EXCERPTED DATA:
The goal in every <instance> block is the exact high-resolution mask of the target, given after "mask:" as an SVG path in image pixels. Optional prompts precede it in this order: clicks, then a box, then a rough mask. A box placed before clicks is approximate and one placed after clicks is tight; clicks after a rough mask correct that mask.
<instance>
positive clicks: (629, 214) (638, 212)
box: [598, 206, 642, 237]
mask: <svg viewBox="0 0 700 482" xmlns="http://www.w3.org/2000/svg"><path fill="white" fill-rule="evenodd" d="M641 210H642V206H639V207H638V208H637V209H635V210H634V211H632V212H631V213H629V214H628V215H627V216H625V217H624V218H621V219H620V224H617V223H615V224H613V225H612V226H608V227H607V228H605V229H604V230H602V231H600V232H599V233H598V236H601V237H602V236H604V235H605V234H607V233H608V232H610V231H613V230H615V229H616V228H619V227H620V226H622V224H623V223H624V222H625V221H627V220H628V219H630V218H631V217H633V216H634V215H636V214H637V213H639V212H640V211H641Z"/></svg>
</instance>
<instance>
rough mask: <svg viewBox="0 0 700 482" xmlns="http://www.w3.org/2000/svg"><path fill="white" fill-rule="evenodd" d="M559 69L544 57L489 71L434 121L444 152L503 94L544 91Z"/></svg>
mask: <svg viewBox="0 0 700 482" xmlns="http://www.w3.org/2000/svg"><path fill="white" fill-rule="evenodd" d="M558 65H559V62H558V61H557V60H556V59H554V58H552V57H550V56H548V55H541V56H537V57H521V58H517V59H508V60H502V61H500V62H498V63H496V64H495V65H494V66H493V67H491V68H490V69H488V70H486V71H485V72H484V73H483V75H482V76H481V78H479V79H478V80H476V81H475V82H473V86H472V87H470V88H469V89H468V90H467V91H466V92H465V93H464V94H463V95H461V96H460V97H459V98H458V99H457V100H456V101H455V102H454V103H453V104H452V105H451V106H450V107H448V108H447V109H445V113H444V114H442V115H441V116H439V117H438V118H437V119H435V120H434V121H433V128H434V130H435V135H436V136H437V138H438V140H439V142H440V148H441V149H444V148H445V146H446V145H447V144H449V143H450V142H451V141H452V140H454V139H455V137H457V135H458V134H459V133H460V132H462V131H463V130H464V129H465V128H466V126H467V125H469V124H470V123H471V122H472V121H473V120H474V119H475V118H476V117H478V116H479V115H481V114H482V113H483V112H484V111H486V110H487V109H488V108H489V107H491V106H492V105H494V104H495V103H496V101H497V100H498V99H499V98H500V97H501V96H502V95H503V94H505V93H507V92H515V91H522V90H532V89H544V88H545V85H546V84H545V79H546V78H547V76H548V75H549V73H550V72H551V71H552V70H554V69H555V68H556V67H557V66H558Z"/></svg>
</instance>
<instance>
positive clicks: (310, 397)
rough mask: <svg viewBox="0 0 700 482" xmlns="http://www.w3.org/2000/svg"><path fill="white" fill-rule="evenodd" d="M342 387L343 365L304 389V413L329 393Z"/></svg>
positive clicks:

INSTRUCTIONS FOR THE TASK: For this exercise, retype each entry from above exactly as it stands.

COMPLETED EXERCISE:
The goal in every <instance> block is the exact high-resolution mask of the target, given after "mask:" as an SVG path in image pixels. Optional prompts precede it in this order: clicks, then a box, then a rough mask. A box placed before clicks is approximate and one placed after clicks is tight; clicks after a rough mask correct that mask.
<instance>
positive clicks: (629, 214) (638, 212)
box: [598, 206, 642, 237]
mask: <svg viewBox="0 0 700 482" xmlns="http://www.w3.org/2000/svg"><path fill="white" fill-rule="evenodd" d="M641 210H642V206H639V207H638V208H637V209H635V210H634V211H632V212H631V213H629V214H628V215H627V216H625V217H624V218H621V219H620V224H617V223H615V224H613V225H612V226H608V227H607V228H605V229H604V230H602V231H600V232H599V233H598V236H601V237H602V236H604V235H605V234H607V233H608V232H610V231H613V230H615V229H616V228H619V227H620V226H622V224H623V223H624V222H625V221H627V220H628V219H630V218H631V217H633V216H634V215H636V214H637V213H639V212H640V211H641Z"/></svg>
</instance>
<instance>
rough mask: <svg viewBox="0 0 700 482" xmlns="http://www.w3.org/2000/svg"><path fill="white" fill-rule="evenodd" d="M559 69L544 57L489 71L434 121L444 152L503 94L544 91Z"/></svg>
mask: <svg viewBox="0 0 700 482" xmlns="http://www.w3.org/2000/svg"><path fill="white" fill-rule="evenodd" d="M558 65H559V62H558V61H557V60H556V59H554V58H552V57H550V56H548V55H541V56H537V57H521V58H517V59H508V60H502V61H500V62H498V63H496V64H495V65H494V66H493V67H491V68H490V69H488V70H486V71H485V72H484V73H483V75H482V76H481V78H479V79H478V80H476V81H475V82H473V86H472V87H470V88H469V89H468V90H467V91H466V92H465V93H464V94H463V95H461V96H460V97H459V98H458V99H457V100H456V101H455V102H454V103H453V104H452V105H451V106H450V107H448V108H447V109H445V113H444V114H442V115H441V116H439V117H438V118H437V119H435V120H434V121H433V128H434V130H435V135H436V136H437V138H438V140H439V142H440V148H441V149H444V148H445V146H446V145H447V144H449V143H450V142H451V141H452V140H454V139H455V137H457V135H458V134H459V133H460V132H462V131H463V130H464V129H465V128H466V126H467V125H469V124H470V123H471V122H472V121H473V120H474V119H475V118H476V117H478V116H479V115H481V114H482V113H483V112H484V111H486V110H487V109H488V108H489V107H491V106H492V105H494V104H495V103H496V101H497V100H498V99H499V98H500V97H501V96H502V95H503V94H505V93H507V92H515V91H522V90H532V89H544V88H545V85H546V84H545V79H546V78H547V76H548V75H549V73H550V72H551V71H552V70H554V69H555V68H556V67H557V66H558Z"/></svg>
</instance>
<instance>
positive clicks: (310, 397)
rough mask: <svg viewBox="0 0 700 482" xmlns="http://www.w3.org/2000/svg"><path fill="white" fill-rule="evenodd" d="M342 387L343 365L304 389V413L329 393Z"/></svg>
positive clicks:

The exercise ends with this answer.